== EXCERTO DO DOCUMENTO
Norberto Trigueiro, a respeito das múltiplas memórias que o nafrágio deixou na ilha, escreve em 1960 que “a população florentina continua a recordar o desastre do “Slavonia” e essa recordação é mais concreta quando se encontram (e há em muitas residências da ilha) roupas, louças, talheres, móveis e madeiras do navio sinistrado, assim como fotografias e postais ilustrados com a sua maquete”. Diremos que ainda hoje essa recordação é patente na mente dos florentinos, que preservam tudo o que sirva para manter a sua memória do naufrágio, designadamente com objectos e fotografias do navio.  

Por sua vez, Félix Martins refere em 2001 que “dos muitos artefactos e peças de arte deste naufrágio ou a ele ligados, e ainda existentes na ilha das Flores, quer em locais públicos ou na posse de privados, convém aqui recordar as pratas que constituem o património da Igreja Matriz de Lajes das Flores: – o lampadário do santíssimo, um antigo ostentório e um cálice de prata, oferecidos pelo Papa Pio X, ‘em penhor de gratidão pelo bom acolhimento que os povos desta freguesia fizeram aos náufragos do Slavonia, arrojado à costa desta ilha em 10 de Junho de 1909’”. Embora tenha havido quem duvidasse desta afirmação de Félix Martins, ninguém conseguiu provas convincentes da negação desta história sobre as origens destes equipamentos religiosos da matriz de Lajes das Flores. Todavia, D. Antónia de Freitas Fraga, confirmou-me essas ofertas, que eram por ela observadas, quando ainda jovem, ajudava a fazer as suas limpezas, na companhia de outras idosas dessas alfaias religiosas.

Alexandre Monteiro, que nos apresenta uma descrição muito completa e ilustrada com fotografias do acidente, escreve que “Já em Londres, o capitão Dunning foi levado a tribunal para apuramento das causas do naufrágio. Consta da sentença que ‘o encalhe e a consequente perda do Slavonia foi provocado por erro de julgamento do seu capitão, por este ter estimado uma rota tão incerta e uma velocidade tão elevada em tais condições climatéricas e tão próxima de terra, e por este ter feito confiança em demasia em duas leituras de bússola, manifestamente erradas, que admitiu não ter sido ele próprio a determinar. O Tribunal, em consideração pelo seu trabalho anterior, que foi excelente, e pelos denodados esforços que promoveu para salvar vidas, logo após o desastre, coíbe-se de lhe retirar a sua licença, mas repreende-o severamente e avisa-o para ser mais cauteloso, de futuro’”. Refere ainda que do lado português a imprensa da época “recriminou a entidade governativa de então por não ter procedido à finalização do farol que dominava o local do naufrágio e que apenas carecia das máquinas e da lanterna”. Efectivamente nessa ocasião, o Farol das Lajes, cuja construção se iniciara em meados da década de 1890 ainda não havia sido concluído, o que só veio a acontecer em 1910, como refere Francisco Gomes. Recorda-se que o barco navegava debaixo de nevoeiro, embora este ali seja raríssimo, ao nível do mar, como afirmam os lajedenses.
====
--- TAREFA PEDIDA 1 ---
Segundo o excerto sobre o naufrágio do Slavonia, em que ano foi concluído o Farol das Lajes?
O excerto e os registos não têm qualquer relação entre si.
== DADOS A PROCESSAR
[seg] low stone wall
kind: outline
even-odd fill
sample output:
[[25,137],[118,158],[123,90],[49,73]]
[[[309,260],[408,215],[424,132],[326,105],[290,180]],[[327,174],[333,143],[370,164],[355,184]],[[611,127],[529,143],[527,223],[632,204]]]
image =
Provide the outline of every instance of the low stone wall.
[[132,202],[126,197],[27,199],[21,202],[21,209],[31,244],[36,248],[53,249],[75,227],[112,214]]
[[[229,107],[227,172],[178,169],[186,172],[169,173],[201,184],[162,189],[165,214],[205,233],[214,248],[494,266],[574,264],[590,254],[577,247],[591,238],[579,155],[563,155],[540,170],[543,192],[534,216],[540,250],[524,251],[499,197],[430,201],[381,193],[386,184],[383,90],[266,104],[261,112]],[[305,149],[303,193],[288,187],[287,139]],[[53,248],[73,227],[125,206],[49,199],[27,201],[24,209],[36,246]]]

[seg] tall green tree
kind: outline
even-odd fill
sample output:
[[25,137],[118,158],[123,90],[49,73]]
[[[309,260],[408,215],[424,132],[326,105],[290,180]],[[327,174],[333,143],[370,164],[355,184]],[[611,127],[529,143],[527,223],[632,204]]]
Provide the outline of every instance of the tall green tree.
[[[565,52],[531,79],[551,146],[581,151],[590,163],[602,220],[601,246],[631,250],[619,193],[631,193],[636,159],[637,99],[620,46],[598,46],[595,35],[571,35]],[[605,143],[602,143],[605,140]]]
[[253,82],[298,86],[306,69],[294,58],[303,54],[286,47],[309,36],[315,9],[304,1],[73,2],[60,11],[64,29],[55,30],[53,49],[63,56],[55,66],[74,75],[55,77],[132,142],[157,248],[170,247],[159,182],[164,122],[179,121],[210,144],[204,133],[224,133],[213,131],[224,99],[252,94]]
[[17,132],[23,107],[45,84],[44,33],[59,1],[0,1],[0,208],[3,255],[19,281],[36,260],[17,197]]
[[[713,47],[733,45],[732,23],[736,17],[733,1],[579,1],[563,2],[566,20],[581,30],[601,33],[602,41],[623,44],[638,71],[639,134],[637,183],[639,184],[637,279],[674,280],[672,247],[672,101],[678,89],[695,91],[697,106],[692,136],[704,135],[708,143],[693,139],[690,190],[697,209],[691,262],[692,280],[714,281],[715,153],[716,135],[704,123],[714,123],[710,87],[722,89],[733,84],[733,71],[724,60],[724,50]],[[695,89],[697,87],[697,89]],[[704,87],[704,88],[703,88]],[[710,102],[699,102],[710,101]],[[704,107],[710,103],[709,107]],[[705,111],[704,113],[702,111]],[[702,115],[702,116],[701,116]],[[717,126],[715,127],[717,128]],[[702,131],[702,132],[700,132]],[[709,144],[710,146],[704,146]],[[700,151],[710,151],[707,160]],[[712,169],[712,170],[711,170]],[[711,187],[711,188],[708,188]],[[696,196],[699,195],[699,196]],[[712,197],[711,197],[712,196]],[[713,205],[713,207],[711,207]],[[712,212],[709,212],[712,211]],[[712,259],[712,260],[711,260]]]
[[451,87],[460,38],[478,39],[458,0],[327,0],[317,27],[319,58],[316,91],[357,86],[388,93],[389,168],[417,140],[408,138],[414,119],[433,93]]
====
--- TAREFA PEDIDA 2 ---
Disponha as linhas dos registos numa lista JSON de strings, uma por linha e sem as linhas em branco. Comece na linha que contém "[seg] tall green tree" e siga até ao fim dos registos.

--- RESPOSTA 1 ---
O Farol das Lajes foi concluído em 1910.

--- RESPOSTA 2 ---
[
  "[seg] tall green tree",
  "kind: outline",
  "even-odd fill",
  "sample output:",
  "[[25,137],[118,158],[123,90],[49,73]]",
  "[[[309,260],[408,215],[424,132],[326,105],[290,180]],[[327,174],[333,143],[370,164],[355,184]],[[611,127],[529,143],[527,223],[632,204]]]",
  "Provide the outline of every instance of the tall green tree.",
  "[[[565,52],[531,79],[551,146],[581,151],[590,163],[602,220],[601,246],[631,250],[619,193],[631,193],[636,159],[637,99],[620,46],[598,46],[595,35],[571,35]],[[605,143],[602,143],[605,140]]]",
  "[[253,82],[298,86],[306,69],[294,58],[303,54],[286,47],[309,36],[315,9],[304,1],[73,2],[60,11],[64,29],[55,30],[53,49],[63,56],[55,66],[74,75],[55,77],[132,142],[157,248],[170,247],[159,182],[164,122],[179,121],[210,144],[204,133],[224,133],[213,131],[224,99],[252,94]]",
  "[[17,132],[23,107],[45,84],[44,33],[59,1],[0,1],[0,208],[3,255],[19,281],[36,260],[17,197]]",
  "[[[713,47],[733,45],[732,23],[736,17],[733,1],[579,1],[563,2],[566,20],[581,30],[601,33],[602,41],[623,44],[638,71],[639,134],[637,183],[639,184],[637,279],[674,280],[672,247],[672,101],[678,89],[695,91],[697,106],[692,136],[704,135],[708,143],[693,139],[690,190],[697,209],[691,262],[692,280],[714,281],[715,153],[716,135],[704,123],[714,123],[710,87],[722,89],[733,84],[733,71],[724,60],[724,50]],[[695,89],[697,87],[697,89]],[[704,87],[704,88],[703,88]],[[710,102],[699,102],[710,101]],[[704,107],[710,103],[709,107]],[[705,111],[704,113],[702,111]],[[702,115],[702,116],[701,116]],[[717,126],[715,127],[717,128]],[[702,131],[702,132],[700,132]],[[709,144],[710,146],[704,146]],[[700,151],[710,151],[707,160]],[[712,169],[712,170],[711,170]],[[711,187],[711,188],[708,188]],[[696,196],[699,195],[699,196]],[[712,197],[711,197],[712,196]],[[713,205],[713,207],[711,207]],[[712,212],[709,212],[712,211]],[[712,259],[712,260],[711,260]]]",
  "[[451,87],[460,38],[478,39],[458,0],[327,0],[317,27],[319,58],[316,91],[357,86],[388,93],[389,168],[417,140],[408,138],[414,119],[433,93]]"
]